>> Begin
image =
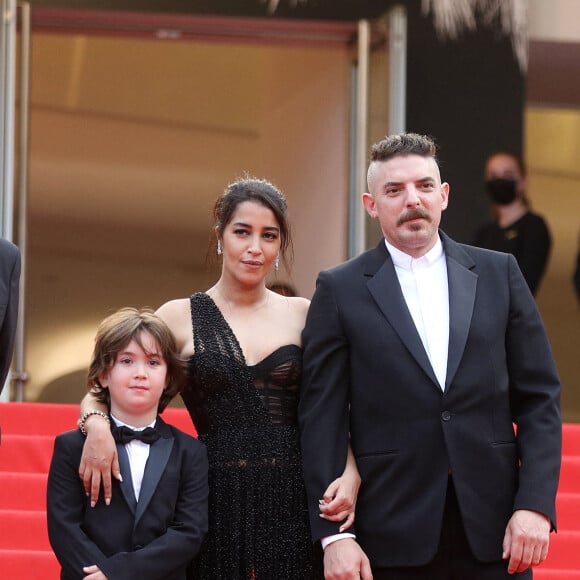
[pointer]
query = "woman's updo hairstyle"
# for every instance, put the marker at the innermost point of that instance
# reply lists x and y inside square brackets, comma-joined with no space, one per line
[258,191]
>> End
(WHAT NEEDS TO BE DONE) Could you copy out the material above line for line, changing nothing and omitting the pictures?

(THE SOLUTION)
image =
[pointer]
query = "woman's updo hairstyle"
# for every instance, put the marker at the innermost point of that instance
# reply lists x and y inside square brackets, comma-joined with no space, one per line
[258,191]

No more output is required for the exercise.